◆ **Work request**
Find the line with "ankle, giving x and y for each instance?" and the line with "yellow socks, giving" in the entries below; output exactly those two lines, every line between them, and no others.

◆ **Data records**
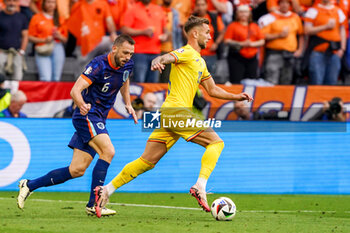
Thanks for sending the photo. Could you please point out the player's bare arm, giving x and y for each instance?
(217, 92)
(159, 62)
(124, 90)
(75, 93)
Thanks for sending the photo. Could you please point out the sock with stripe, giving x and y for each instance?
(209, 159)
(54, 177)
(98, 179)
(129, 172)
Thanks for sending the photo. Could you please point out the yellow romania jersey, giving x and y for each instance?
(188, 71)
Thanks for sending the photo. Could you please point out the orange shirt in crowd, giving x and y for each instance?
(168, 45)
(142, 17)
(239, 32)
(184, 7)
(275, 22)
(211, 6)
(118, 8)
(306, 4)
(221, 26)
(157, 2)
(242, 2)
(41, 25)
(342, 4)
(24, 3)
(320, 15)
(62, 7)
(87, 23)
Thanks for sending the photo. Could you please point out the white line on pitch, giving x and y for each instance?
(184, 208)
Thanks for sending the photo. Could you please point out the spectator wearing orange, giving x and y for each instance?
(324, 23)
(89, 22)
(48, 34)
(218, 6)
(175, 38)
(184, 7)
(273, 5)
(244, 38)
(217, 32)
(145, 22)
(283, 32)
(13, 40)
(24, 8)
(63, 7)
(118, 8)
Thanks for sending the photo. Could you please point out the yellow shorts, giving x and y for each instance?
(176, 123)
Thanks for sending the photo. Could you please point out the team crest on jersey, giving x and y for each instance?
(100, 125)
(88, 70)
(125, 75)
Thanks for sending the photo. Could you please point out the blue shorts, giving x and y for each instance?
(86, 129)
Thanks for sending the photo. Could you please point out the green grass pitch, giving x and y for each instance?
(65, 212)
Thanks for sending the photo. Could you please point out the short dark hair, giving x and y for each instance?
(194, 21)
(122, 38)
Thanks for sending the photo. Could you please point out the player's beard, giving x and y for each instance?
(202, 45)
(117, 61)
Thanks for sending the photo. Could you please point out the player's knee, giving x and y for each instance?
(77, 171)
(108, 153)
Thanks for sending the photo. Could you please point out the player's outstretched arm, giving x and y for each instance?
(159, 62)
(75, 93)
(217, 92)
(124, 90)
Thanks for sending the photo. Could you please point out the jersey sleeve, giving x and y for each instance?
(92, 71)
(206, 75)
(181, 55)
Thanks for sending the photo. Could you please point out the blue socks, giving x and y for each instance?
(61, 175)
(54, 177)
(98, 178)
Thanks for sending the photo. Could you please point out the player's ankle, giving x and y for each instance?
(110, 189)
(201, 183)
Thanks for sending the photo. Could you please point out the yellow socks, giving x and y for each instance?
--
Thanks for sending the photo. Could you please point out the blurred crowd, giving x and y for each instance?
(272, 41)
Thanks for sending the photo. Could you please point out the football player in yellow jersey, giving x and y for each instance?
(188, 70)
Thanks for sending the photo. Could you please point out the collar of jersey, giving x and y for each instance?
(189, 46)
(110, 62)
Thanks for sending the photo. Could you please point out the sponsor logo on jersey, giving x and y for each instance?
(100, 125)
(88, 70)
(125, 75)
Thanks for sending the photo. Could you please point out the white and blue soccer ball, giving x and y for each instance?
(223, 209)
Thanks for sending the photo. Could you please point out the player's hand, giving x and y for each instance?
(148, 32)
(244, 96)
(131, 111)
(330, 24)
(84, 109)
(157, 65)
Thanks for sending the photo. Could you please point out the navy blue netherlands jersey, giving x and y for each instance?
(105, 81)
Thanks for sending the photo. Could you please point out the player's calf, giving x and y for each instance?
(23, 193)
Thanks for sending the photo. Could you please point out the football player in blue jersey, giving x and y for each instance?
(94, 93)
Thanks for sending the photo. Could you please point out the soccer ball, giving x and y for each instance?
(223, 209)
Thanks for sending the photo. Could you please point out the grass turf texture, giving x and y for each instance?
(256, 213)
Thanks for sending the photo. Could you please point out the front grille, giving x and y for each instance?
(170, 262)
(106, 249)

◆ **Answer for this exercise**
Thanks for sending the photo. Could you please point out the player's ankle, giving x and y for each instance?
(110, 189)
(201, 183)
Thanks for sending the photo. Could you please point out the yellow socks, giving x and y for each instance?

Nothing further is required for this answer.